Given data: Begin

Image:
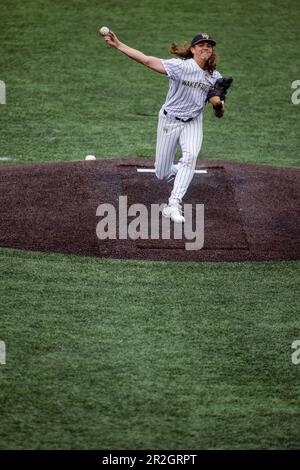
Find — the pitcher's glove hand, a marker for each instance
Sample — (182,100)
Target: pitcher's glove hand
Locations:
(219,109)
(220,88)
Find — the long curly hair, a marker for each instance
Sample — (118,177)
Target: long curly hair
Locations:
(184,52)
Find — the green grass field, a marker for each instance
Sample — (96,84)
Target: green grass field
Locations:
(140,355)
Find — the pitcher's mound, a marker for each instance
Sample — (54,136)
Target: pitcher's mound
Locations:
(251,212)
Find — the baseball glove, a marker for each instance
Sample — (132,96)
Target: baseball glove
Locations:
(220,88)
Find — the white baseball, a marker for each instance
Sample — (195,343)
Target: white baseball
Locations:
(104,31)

Given data: End
Given data: Begin

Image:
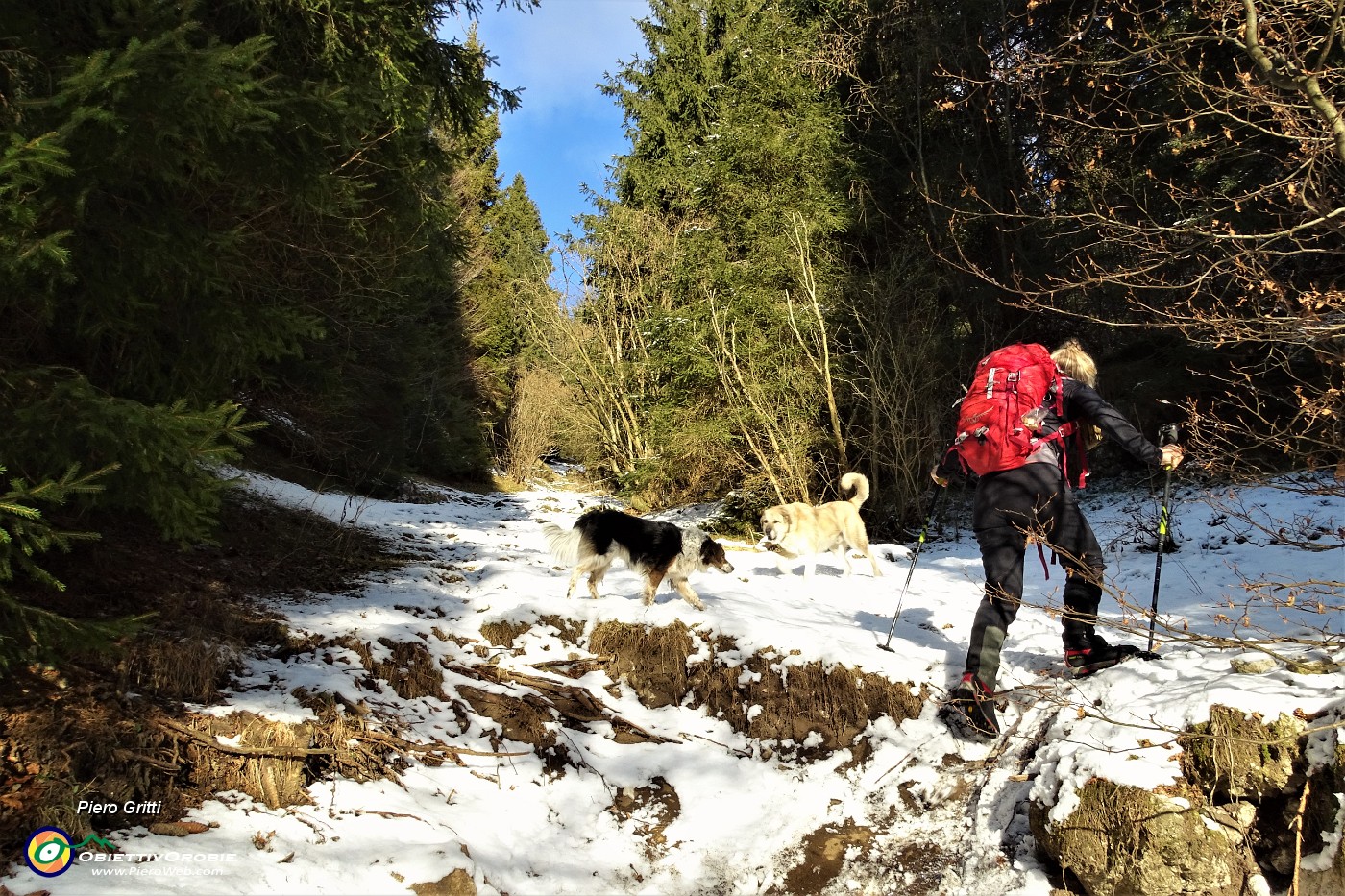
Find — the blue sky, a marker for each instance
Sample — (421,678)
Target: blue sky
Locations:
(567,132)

Given data: End

§ **Work task**
Tally the lines of the entries that include the word "long" and give only the total.

§ **Response**
2